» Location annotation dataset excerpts
□ □ □ □ □

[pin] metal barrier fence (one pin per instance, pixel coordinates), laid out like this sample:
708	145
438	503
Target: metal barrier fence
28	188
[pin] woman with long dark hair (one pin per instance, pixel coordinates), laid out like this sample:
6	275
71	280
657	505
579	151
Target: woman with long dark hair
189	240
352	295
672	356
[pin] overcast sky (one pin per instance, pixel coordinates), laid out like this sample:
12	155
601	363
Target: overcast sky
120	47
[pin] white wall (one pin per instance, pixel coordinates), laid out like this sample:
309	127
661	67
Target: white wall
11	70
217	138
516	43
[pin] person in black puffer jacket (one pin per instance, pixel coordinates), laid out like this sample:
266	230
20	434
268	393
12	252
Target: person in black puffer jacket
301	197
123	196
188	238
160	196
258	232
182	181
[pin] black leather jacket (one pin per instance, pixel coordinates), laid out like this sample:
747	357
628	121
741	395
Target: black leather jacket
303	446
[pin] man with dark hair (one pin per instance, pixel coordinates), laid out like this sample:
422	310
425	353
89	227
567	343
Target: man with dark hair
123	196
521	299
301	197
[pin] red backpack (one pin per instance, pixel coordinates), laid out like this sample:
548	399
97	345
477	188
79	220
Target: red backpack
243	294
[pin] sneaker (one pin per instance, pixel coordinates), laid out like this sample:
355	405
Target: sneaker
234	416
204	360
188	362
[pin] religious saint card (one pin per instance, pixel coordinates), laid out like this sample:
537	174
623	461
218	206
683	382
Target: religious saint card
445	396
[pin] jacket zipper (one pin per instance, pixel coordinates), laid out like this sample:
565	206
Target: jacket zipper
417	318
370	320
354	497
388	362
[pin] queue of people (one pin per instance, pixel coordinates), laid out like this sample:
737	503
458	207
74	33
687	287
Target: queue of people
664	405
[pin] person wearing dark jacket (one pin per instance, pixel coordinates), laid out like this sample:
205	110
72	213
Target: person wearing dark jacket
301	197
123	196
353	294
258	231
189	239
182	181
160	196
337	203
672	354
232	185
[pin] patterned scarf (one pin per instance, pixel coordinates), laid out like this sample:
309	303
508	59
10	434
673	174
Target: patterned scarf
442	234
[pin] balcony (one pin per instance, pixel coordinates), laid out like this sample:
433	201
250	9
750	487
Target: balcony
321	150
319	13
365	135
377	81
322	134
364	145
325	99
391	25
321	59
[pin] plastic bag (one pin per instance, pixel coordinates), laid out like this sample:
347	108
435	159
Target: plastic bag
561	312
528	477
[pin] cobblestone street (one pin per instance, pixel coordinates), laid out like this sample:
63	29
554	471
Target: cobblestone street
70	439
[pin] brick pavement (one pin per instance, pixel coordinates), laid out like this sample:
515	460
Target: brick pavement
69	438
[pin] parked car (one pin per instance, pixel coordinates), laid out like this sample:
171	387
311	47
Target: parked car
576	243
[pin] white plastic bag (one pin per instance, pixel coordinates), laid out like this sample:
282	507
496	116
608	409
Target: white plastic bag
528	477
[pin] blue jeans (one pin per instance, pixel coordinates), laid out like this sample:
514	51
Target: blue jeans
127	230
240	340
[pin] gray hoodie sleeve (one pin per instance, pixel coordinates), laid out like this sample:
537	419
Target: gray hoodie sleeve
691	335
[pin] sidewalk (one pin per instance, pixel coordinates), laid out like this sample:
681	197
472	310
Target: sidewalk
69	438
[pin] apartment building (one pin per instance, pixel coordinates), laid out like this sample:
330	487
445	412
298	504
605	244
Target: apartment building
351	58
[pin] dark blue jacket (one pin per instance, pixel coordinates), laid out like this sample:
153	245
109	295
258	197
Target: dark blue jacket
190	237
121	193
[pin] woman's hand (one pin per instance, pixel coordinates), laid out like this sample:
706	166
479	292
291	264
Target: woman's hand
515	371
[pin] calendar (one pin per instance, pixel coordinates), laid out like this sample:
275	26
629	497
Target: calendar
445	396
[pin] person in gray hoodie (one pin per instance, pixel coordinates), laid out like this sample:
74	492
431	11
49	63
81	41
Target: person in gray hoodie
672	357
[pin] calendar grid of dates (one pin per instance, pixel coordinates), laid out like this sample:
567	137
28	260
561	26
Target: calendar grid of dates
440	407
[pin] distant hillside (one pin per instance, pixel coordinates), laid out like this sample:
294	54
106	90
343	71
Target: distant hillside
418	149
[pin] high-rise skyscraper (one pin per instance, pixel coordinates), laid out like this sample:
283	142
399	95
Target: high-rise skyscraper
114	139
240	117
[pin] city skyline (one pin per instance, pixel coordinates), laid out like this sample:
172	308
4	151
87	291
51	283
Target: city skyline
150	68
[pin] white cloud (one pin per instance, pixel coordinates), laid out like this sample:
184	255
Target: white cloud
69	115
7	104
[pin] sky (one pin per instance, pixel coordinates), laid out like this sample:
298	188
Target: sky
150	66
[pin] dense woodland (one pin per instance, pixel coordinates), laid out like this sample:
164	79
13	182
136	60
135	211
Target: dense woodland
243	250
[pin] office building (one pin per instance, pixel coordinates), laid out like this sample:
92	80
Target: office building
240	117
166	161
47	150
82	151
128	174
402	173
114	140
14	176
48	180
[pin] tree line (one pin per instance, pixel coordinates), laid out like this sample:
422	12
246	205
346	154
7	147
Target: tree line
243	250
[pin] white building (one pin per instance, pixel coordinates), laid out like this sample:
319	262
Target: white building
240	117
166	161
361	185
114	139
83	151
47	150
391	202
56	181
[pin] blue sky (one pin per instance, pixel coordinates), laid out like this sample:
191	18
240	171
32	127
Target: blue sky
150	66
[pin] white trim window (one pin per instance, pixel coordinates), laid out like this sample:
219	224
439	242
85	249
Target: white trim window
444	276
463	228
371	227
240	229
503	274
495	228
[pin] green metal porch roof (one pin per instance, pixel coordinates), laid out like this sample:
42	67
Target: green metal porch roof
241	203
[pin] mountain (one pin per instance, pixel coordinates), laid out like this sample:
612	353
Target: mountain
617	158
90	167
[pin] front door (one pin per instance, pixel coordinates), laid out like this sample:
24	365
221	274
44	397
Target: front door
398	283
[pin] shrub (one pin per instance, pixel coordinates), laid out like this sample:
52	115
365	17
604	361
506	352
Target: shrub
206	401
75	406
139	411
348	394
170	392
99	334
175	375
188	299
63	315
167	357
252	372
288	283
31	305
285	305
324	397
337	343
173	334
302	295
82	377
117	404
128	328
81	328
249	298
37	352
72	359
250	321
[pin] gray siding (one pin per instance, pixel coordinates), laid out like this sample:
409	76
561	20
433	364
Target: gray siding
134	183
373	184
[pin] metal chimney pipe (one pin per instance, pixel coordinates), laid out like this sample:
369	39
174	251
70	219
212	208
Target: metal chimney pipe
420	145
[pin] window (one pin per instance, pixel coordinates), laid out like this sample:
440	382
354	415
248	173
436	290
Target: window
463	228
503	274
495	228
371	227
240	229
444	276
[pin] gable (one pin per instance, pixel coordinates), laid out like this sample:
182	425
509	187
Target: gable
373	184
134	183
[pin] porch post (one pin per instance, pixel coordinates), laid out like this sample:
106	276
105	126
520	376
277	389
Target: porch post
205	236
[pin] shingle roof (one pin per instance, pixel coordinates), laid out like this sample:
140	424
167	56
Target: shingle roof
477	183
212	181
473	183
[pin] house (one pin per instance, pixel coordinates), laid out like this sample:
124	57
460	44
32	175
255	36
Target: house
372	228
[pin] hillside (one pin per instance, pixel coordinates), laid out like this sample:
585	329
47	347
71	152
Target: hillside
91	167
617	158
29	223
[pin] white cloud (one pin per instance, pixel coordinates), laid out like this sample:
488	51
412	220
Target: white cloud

□ □ □ □ □

» What to produce
Repeat the records above exactly, from the first line to the last.

» Correct output
[pin] metal barrier fence (one pin per instance, pixel coordinates), laid out like this sample:
708	145
438	503
Target: metal barrier fence
28	188
[pin] woman with long dark hair (one pin per instance, pixel coordinates), laid out like this sample:
6	275
71	280
657	505
579	151
Target: woman with long dark hair
189	240
352	295
672	356
[pin] overcast sky (one pin per instance, pixel coordinates), laid out like this sample:
12	155
601	363
Target: overcast sky
120	47
[pin] white wall (one pin per instance, pixel coordinates), laid out like this sample:
309	127
661	67
Target: white wall
11	70
217	138
516	43
[pin] person in black puffer jacket (one pin per instance, pixel coordinates), laid out like this sample:
266	230
20	434
268	393
12	252
Target: person in black puffer jacket
301	197
123	196
188	238
160	196
258	232
182	181
[pin] black leather jacket (one pin per instance, pixel coordinates), laid out like this sample:
747	357
628	121
741	395
Target: black leather jacket
303	446
[pin] man with dark hair (one pin per instance, pixel coordinates), laid out like this sample:
422	310
425	353
89	227
567	343
Target: man with dark hair
123	196
521	299
301	197
[pin] red backpack (one pin per instance, pixel coordinates), laid out like this sample:
548	399
97	345
477	188
79	220
Target: red backpack
243	294
[pin] sneaker (one pin per instance, pixel coordinates), laid out like this sample:
355	405
Target: sneaker
234	416
204	360
188	362
[pin] religious saint card (one pin per instance, pixel coordinates), laid out like this sample:
537	174
623	461
218	206
683	382
Target: religious saint card
445	396
[pin] jacket zipper (one pin per instance, pixel coordinates), laid out like this sample:
565	206
Target: jacket zipper
417	318
370	320
354	497
388	362
[pin] queue of people (one pin per instance, pixel coordinates), laid out like this sample:
737	503
458	207
74	33
687	287
Target: queue of people
664	405
[pin] person wearing dark jacket (one pin per instance, pixel coordinates), laid out like this sample:
205	110
72	213
Target: person wearing dark jacket
301	197
123	196
353	294
258	231
189	239
182	181
160	196
337	203
672	354
232	185
[pin] patterned scarf (one pin per instance, pixel coordinates), laid out like this sample:
309	303
508	59
10	434
673	174
Target: patterned scarf
442	234
[pin] balcony (one pin per instance, pixel coordinates), laid out like this sample:
433	201
250	9
750	487
Target: balcony
321	150
319	13
365	135
377	81
322	134
364	145
325	99
391	25
321	59
[pin] plastic bag (one pin per instance, pixel coordinates), laid out like this sample:
347	108
435	159
Target: plastic bag
561	312
528	477
[pin] cobblestone street (one pin per instance, pixel coordinates), laid out like this sample:
63	29
554	471
Target: cobblestone street
70	439
[pin] brick pavement (one pin per instance, pixel coordinates), laid out like this sample:
515	460
Target: brick pavement
69	438
[pin] parked car (one pin per instance, pixel coordinates), laid out like this sample:
171	387
311	47
Target: parked car
576	243
[pin] white plastic bag (one pin per instance, pixel coordinates), laid out like this sample:
282	507
496	116
608	409
Target: white plastic bag
528	477
[pin] blue jeans (one pin per instance, pixel coordinates), laid out like this sample:
514	51
Target: blue jeans
127	230
240	340
[pin] gray hoodie sleeve (one pin per instance, pixel coordinates), laid out like this sample:
537	419
Target: gray hoodie sleeve
691	335
[pin] sidewalk (one pin per instance, pixel coordinates), laid out like this sample:
681	197
472	310
Target: sidewalk
69	438
[pin] apartment building (one pin per instance, pixel coordinates), laid out like this sample:
330	487
445	412
298	504
605	244
Target: apartment building
351	58
[pin] dark blue jacket (one pin per instance, pixel coordinates), laid out like this sample:
153	245
109	295
258	197
Target: dark blue jacket
190	237
121	193
[pin] woman's hand (one pin per instance, pixel coordinates), laid out like this sample:
706	166
479	292
291	264
Target: woman's hand
515	371
[pin] calendar (one pin per instance, pixel coordinates), laid out like this sample:
275	26
629	497
Target: calendar
445	396
[pin] person in gray hoodie (one pin per instance, pixel coordinates), laid out like this sample:
74	492
431	11
49	63
81	41
Target: person in gray hoodie
672	357
[pin] calendar grid of dates (one pin per instance, pixel coordinates), laid out like this sample:
567	137
28	260
561	26
Target: calendar grid of dates
440	407
[pin] distant hillside (one pin per instance, pixel coordinates), laid out like this sample:
294	54
106	90
343	71
Target: distant hillside
418	149
[pin] high-rise skyscraper (one pin per instance, pixel coordinates), laid out like this sample:
283	142
399	95
Target: high-rise skyscraper
114	139
240	117
[pin] city skyline (one pin per instance, pixel coordinates), laid out like this sample:
172	308
4	151
87	291
51	283
Target: city skyline
150	68
[pin] white cloud (one pin per instance, pixel coordinates), laid out like this sample:
184	255
Target: white cloud
69	115
7	104
[pin] sky (one pin per instance, pixel coordinates), laid out like this sample:
298	188
Target: sky
150	66
[pin] dense woodland (one pin per instance, pixel coordinates), laid out like this sample:
164	79
13	182
136	60
135	211
Target: dense woodland
243	250
[pin] office building (one pin per instance, pixel coordinates), laid out like this sample:
92	80
Target: office building
240	117
166	161
47	150
82	151
128	174
402	173
114	140
14	176
48	180
[pin] tree line (one pin per instance, pixel coordinates), laid out like this sample:
422	12
246	205
346	154
7	147
Target: tree line
243	250
[pin] white building (one pin per instance, pixel coordinates), laid out like this sample:
319	262
Target: white building
240	117
166	161
361	185
114	139
83	151
47	150
391	202
56	181
[pin] blue sky (one pin per instance, pixel coordinates), laid out like this sample:
191	18
240	171
32	127
Target: blue sky
150	66
[pin] white trim window (one pin per instance, pixel coordinates), laid out like this sample:
219	224
439	242
85	249
Target: white trim window
444	276
463	228
371	227
240	229
503	274
495	228
[pin] green metal porch roof (one pin per instance, pixel coordinates), laid out like this sample:
42	67
Target: green metal porch roof
241	203
[pin] mountain (one pin per instance, pixel coordinates), laid out like this sample:
612	353
Target: mountain
617	158
90	167
[pin] front door (one pin per instance, pixel coordinates), laid out like this sample:
24	365
221	274
44	397
Target: front door
398	283
[pin] shrub (one pin per instance, pixel coordinates), laid out like this sample:
52	115
365	17
604	361
506	352
Target: shrub
206	401
75	406
139	411
348	394
170	392
99	334
175	375
188	299
63	315
167	357
252	372
288	283
31	305
285	305
324	397
337	343
173	334
302	295
82	377
117	404
128	328
81	328
249	298
37	352
72	359
250	321
[pin] gray siding (one pin per instance, pixel coordinates), laid out like this sample:
409	76
561	20
433	364
Target: gray siding
134	183
373	184
[pin] metal chimney pipe (one pin per instance, pixel coordinates), laid out like this sample:
369	39
174	251
70	219
212	208
Target: metal chimney pipe
420	145
[pin] window (one pin per instance, pixel coordinates), laid out like this sample:
440	382
354	415
248	173
436	290
Target: window
463	228
503	274
495	228
371	227
240	229
444	276
[pin] gable (one pin per instance, pixel coordinates), laid out like this sample:
182	425
509	187
Target: gable
373	184
134	183
[pin] porch post (one pin per instance, pixel coordinates), laid out like this sample:
106	276
105	126
520	376
277	389
Target: porch post
205	236
[pin] shingle roof (one pin per instance, pixel coordinates), laid out like this sample:
140	424
167	56
Target: shingle roof
477	183
212	181
473	183
[pin] house (one pin per instance, pixel coordinates), laid out like this sample:
124	57
460	44
32	175
255	36
Target: house
372	228
[pin] hillside (one pin per instance, pixel coordinates), laid out like this sample:
585	329
47	347
71	152
Target: hillside
91	167
617	158
29	223
[pin] white cloud (one pin per instance, pixel coordinates), laid out like this sample:
488	51
412	220
Target: white cloud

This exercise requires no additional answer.